What the task asks
Among the lines of data below, reproduce only those from the one with "Segment the target" through the one with "62L117 60L105 63L95", exactly as they stand, both ends included.

(Materials provided begins)

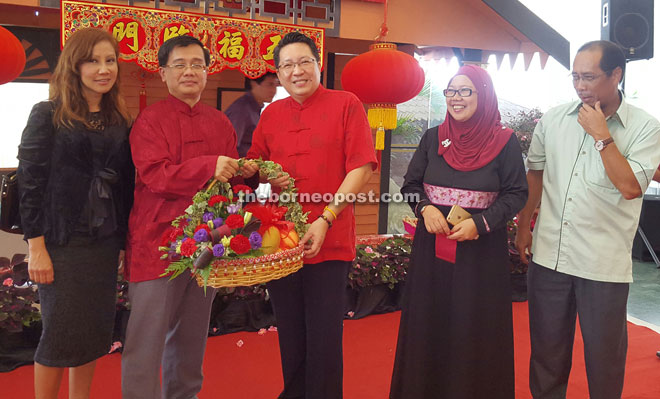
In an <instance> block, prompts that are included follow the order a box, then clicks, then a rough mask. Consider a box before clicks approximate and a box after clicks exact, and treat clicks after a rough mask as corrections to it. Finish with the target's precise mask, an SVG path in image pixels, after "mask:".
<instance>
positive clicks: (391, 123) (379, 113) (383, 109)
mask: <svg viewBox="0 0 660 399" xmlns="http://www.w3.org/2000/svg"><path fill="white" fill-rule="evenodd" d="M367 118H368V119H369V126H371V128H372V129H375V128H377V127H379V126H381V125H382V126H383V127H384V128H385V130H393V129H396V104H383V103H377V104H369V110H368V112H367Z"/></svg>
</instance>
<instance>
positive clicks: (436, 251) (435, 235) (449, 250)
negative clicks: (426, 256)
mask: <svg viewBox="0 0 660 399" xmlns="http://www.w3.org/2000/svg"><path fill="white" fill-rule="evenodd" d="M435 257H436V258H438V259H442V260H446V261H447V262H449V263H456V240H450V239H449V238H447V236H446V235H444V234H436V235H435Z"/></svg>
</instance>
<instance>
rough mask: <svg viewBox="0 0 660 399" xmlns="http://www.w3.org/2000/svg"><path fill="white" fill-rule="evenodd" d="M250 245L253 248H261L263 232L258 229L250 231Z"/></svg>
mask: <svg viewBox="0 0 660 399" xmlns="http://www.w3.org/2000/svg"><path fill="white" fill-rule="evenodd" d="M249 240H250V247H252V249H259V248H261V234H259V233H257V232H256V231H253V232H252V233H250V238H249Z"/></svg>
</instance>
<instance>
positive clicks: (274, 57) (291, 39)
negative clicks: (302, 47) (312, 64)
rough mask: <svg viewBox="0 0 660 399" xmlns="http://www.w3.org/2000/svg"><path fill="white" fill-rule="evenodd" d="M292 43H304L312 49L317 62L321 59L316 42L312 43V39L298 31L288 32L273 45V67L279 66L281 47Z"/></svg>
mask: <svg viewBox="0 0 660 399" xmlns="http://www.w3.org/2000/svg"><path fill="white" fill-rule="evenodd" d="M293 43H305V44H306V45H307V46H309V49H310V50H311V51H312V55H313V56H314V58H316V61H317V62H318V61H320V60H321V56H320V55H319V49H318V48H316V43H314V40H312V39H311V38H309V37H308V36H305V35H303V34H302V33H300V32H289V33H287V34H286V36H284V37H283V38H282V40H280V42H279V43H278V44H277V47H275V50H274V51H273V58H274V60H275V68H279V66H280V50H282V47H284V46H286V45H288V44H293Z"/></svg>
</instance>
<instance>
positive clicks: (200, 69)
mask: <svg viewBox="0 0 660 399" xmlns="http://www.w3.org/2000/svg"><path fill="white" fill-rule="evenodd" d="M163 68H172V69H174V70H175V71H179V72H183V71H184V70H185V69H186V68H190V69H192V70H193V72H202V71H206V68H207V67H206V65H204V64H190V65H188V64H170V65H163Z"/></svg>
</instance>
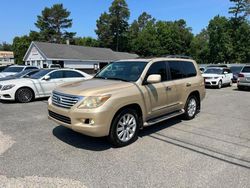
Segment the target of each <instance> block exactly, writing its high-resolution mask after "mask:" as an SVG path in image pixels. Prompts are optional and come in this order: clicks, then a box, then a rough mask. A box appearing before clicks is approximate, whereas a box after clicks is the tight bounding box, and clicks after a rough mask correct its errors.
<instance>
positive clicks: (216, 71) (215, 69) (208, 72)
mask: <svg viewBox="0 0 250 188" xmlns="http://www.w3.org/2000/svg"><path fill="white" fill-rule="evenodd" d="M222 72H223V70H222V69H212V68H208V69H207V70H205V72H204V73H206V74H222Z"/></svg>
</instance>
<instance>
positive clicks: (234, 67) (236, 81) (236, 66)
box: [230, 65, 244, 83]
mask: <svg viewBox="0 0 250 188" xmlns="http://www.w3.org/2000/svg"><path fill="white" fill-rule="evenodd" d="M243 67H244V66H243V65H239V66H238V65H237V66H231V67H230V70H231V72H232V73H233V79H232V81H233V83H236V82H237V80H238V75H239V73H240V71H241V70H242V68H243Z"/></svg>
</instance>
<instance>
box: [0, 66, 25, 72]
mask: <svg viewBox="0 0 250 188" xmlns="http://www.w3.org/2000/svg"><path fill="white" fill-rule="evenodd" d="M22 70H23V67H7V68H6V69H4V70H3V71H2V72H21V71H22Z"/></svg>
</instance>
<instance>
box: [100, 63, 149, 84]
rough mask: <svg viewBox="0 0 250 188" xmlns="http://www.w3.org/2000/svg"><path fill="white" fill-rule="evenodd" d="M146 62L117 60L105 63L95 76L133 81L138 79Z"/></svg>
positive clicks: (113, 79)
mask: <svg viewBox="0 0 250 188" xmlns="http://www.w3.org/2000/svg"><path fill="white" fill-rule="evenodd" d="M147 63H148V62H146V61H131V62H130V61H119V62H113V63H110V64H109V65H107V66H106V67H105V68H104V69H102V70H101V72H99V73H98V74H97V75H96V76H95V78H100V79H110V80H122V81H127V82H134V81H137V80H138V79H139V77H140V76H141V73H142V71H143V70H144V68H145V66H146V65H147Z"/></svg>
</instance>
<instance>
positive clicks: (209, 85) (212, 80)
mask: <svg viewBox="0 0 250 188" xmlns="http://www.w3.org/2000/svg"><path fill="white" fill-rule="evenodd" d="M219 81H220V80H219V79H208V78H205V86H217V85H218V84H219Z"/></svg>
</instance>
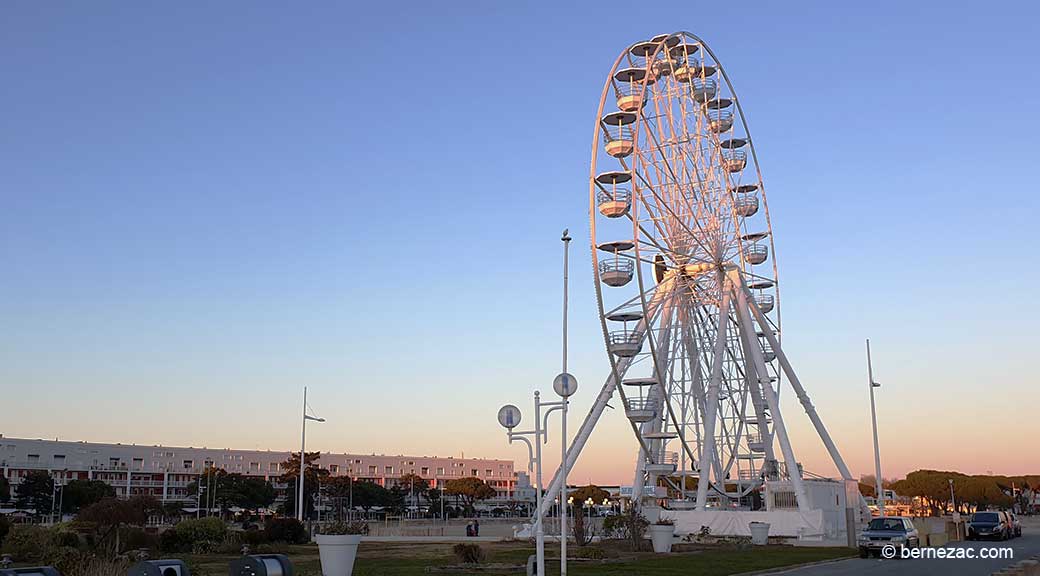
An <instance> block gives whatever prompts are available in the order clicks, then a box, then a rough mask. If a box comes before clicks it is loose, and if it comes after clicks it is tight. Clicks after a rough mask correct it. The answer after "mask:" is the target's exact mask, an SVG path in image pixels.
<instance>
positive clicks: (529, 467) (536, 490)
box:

(Materials provided ends)

Output of the task
Segment the target of each <instance> block exactly, writing its high-resolution mask after "mask:" as an SVG path in image pixels. Prompts are optional and come in this order: clicks, then a box, then a rough mask. A box appearing before clicks is approximate, whereas a box after clicks is the tight bounding box, and clicks after a rough mask correct its errors.
<instance>
positive clicks: (216, 71) (215, 69) (208, 72)
mask: <svg viewBox="0 0 250 188" xmlns="http://www.w3.org/2000/svg"><path fill="white" fill-rule="evenodd" d="M222 72H223V70H222V69H212V68H208V69H207V70H205V72H204V73H206V74H222Z"/></svg>
</instance>
<instance>
positive clicks: (234, 67) (236, 81) (236, 66)
box: [230, 65, 244, 83]
mask: <svg viewBox="0 0 250 188" xmlns="http://www.w3.org/2000/svg"><path fill="white" fill-rule="evenodd" d="M243 67H244V66H243V65H239V66H238V65H237V66H231V67H230V70H231V72H232V73H233V79H232V81H233V83H236V82H237V80H238V75H239V73H240V71H241V70H242V68H243Z"/></svg>
</instance>
<instance>
box: [0, 66, 25, 72]
mask: <svg viewBox="0 0 250 188" xmlns="http://www.w3.org/2000/svg"><path fill="white" fill-rule="evenodd" d="M22 70H23V67H7V68H6V69H4V70H3V71H2V72H21V71H22Z"/></svg>
</instance>
<instance>
box: [100, 63, 149, 84]
rough mask: <svg viewBox="0 0 250 188" xmlns="http://www.w3.org/2000/svg"><path fill="white" fill-rule="evenodd" d="M146 62L117 60L105 63L95 76L133 81L138 79Z"/></svg>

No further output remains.